[Excerpts from point annotation data]
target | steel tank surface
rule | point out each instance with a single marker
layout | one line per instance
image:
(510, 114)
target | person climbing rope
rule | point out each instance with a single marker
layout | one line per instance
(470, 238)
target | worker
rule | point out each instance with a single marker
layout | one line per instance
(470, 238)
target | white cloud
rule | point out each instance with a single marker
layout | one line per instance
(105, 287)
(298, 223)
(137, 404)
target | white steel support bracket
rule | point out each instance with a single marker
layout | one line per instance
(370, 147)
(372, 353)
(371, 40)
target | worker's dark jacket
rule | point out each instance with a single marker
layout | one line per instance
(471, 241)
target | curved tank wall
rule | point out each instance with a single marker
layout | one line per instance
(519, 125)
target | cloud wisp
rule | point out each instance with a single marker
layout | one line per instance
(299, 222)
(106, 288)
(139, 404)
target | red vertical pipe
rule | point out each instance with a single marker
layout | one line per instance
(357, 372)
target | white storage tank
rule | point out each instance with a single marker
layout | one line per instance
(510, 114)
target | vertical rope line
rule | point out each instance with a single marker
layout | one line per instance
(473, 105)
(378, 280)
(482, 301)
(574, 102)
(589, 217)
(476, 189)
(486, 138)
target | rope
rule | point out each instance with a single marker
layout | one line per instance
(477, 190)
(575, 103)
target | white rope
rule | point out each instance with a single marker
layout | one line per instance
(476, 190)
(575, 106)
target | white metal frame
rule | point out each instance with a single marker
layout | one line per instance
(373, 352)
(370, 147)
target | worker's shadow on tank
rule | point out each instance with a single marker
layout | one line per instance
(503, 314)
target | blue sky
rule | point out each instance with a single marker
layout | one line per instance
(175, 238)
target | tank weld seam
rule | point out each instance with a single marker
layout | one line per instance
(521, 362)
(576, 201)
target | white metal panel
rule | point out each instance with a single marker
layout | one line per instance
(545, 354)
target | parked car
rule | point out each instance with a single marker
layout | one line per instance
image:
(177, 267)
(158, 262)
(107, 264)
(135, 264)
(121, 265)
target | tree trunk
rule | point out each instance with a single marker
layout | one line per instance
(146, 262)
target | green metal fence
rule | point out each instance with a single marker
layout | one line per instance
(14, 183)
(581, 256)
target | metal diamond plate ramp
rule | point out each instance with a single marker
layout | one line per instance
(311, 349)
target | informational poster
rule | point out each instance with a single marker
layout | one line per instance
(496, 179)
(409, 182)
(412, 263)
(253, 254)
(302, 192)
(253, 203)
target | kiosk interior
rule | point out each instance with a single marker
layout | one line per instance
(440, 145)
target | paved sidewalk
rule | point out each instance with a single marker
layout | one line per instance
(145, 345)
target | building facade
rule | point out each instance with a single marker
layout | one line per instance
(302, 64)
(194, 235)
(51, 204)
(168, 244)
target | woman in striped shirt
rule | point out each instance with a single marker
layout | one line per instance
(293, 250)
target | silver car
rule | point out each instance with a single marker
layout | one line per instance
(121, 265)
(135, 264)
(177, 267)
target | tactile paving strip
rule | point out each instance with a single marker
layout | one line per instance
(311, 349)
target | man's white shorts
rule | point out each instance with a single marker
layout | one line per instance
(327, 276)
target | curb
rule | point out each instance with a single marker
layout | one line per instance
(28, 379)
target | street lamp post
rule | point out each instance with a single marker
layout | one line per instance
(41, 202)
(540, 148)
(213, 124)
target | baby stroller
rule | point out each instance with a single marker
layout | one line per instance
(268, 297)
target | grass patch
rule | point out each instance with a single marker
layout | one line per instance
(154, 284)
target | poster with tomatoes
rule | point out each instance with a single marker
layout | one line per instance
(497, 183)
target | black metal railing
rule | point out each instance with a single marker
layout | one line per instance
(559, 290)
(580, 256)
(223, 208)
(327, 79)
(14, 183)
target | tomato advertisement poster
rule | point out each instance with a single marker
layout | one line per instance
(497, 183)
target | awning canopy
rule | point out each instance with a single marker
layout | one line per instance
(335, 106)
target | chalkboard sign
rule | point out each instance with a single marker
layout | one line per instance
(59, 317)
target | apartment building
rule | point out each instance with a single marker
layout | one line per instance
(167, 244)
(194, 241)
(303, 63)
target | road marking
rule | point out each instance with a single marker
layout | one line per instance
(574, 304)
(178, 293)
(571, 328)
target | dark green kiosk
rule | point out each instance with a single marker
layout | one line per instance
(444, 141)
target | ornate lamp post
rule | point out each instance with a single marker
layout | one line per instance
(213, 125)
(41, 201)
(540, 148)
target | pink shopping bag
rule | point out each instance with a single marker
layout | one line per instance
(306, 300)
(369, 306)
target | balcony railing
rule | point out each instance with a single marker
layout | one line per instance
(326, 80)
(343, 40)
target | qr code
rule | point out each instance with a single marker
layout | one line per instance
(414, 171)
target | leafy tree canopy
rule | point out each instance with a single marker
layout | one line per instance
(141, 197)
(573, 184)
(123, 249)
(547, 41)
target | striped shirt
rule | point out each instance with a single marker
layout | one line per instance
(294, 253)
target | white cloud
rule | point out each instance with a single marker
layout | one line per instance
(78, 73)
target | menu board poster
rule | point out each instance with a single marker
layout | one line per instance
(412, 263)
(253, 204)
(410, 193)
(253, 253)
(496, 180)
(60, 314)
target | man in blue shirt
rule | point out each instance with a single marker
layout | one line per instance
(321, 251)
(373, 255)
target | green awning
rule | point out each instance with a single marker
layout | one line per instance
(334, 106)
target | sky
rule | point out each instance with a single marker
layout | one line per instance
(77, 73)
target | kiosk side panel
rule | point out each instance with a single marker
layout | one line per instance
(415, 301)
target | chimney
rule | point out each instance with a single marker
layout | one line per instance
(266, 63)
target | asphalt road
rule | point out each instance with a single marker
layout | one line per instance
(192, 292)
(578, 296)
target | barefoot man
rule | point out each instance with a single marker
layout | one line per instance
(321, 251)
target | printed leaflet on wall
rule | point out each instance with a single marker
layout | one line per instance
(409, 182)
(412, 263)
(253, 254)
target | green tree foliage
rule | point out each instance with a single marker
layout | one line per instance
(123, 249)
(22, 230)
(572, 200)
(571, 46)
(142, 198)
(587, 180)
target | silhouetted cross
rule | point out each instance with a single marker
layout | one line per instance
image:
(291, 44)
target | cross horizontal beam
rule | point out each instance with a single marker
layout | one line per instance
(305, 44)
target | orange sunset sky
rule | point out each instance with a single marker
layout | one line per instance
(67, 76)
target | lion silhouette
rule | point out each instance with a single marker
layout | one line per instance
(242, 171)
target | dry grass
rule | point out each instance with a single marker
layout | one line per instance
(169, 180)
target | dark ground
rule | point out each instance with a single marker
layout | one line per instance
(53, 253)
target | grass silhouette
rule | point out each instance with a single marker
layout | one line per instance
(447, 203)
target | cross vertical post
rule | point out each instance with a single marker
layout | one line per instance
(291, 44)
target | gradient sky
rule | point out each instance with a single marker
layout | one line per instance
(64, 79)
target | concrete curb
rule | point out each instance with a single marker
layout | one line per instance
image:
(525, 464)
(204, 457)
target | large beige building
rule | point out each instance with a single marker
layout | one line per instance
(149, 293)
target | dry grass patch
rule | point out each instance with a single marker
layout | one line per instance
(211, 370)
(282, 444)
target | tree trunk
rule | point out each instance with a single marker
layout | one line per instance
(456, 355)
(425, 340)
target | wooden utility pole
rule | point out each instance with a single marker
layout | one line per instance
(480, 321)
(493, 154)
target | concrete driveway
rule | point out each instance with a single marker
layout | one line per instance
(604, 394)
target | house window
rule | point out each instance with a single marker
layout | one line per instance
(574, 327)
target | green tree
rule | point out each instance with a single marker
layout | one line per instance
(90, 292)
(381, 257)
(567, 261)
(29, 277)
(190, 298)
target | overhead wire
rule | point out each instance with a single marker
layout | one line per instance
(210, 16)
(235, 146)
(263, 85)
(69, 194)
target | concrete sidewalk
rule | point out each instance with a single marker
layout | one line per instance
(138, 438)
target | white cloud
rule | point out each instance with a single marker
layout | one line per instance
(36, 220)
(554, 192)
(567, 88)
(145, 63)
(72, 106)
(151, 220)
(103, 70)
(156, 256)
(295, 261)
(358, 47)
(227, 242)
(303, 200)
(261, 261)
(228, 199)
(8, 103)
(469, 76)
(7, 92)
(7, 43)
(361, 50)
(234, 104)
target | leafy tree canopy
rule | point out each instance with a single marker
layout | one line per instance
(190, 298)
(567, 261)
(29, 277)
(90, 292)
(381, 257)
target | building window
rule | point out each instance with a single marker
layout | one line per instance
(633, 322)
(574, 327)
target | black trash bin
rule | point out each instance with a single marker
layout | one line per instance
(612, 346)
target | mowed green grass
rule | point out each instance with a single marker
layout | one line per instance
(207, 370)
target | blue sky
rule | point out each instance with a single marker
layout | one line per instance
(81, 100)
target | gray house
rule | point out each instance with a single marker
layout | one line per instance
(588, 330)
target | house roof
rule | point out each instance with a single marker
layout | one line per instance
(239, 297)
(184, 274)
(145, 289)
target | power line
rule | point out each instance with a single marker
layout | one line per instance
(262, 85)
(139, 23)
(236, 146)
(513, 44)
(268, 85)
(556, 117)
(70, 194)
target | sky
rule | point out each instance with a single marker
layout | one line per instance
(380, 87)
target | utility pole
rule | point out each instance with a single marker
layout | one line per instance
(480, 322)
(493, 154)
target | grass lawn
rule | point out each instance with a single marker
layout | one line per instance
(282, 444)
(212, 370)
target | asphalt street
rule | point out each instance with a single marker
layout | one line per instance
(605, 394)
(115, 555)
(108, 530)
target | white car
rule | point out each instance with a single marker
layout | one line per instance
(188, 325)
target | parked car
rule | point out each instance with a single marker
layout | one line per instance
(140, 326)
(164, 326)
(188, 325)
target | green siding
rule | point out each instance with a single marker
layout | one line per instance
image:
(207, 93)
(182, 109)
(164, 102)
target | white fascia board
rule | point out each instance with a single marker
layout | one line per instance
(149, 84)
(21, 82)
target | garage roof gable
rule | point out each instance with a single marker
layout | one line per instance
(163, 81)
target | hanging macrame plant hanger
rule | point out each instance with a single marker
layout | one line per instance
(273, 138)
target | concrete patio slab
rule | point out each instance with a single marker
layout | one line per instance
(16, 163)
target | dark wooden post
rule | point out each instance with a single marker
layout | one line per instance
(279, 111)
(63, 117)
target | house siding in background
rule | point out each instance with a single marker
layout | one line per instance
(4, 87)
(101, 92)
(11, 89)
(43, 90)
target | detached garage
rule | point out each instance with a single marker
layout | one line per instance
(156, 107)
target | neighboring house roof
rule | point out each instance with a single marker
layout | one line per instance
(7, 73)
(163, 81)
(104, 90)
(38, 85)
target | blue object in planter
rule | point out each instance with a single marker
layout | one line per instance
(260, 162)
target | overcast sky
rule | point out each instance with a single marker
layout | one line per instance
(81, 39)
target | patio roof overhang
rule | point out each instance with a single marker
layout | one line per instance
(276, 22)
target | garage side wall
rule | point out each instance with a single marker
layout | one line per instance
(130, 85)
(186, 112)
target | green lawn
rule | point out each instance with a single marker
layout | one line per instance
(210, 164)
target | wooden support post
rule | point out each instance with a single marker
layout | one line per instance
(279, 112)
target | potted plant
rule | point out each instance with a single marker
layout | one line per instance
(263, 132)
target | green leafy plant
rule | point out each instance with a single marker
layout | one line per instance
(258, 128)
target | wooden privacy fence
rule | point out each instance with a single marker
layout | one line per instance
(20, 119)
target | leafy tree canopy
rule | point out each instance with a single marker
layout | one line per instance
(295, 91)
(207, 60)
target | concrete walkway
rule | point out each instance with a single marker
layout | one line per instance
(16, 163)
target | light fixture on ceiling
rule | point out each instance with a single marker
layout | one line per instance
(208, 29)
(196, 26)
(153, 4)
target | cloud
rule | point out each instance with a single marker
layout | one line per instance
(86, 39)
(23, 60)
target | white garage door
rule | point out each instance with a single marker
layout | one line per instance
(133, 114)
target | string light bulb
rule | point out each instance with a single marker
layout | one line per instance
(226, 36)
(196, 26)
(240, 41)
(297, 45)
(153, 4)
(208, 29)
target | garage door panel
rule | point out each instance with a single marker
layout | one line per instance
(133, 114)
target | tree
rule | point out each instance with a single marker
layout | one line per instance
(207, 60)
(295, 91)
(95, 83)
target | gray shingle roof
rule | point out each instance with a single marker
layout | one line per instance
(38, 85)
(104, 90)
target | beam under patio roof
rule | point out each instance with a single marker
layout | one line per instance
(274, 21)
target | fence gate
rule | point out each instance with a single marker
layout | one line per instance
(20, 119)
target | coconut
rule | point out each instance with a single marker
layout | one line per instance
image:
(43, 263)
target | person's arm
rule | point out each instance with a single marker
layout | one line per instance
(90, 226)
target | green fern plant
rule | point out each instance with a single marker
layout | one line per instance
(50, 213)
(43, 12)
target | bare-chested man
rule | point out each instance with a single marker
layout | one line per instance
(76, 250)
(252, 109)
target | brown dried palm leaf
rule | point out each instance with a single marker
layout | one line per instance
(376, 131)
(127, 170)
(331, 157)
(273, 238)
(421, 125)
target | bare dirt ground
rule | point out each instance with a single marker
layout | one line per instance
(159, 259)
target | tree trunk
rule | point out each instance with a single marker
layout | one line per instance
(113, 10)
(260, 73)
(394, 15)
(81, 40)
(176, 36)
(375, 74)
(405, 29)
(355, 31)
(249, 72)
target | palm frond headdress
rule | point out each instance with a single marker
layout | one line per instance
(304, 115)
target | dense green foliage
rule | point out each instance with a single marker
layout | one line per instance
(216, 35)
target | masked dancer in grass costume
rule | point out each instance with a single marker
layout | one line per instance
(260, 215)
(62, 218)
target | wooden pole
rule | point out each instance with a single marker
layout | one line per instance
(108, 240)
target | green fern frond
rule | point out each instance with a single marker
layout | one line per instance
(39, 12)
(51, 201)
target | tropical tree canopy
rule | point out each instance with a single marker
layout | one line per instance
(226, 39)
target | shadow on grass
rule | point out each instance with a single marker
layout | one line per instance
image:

● TASK TO CARRY OUT
Copy exactly the lines from the one containing "target | palm frond headdress" through the last line of the records, both included, and nothing else.

● RESPONSE TO THIS TASK
target | palm frond headdress
rule | point out each instance with a single marker
layout | one line per instance
(304, 115)
target | dense green foliage
rule | point out each instance with a single marker
layout | one line per instance
(216, 35)
target | masked dancer in grass costume
rule | point out each instance with a single marker
layout | one line per instance
(260, 215)
(62, 218)
target | wooden pole
rule | point out each instance with a single marker
layout | one line per instance
(108, 240)
target | green fern frond
rule | point out each instance with a single marker
layout | one line per instance
(39, 12)
(51, 201)
target | tropical tree canopy
rule | point out each instance with a single marker
layout | one line per instance
(226, 39)
target | shadow on grass
rule | point out each instance with a single marker
layout | one line per instance
image:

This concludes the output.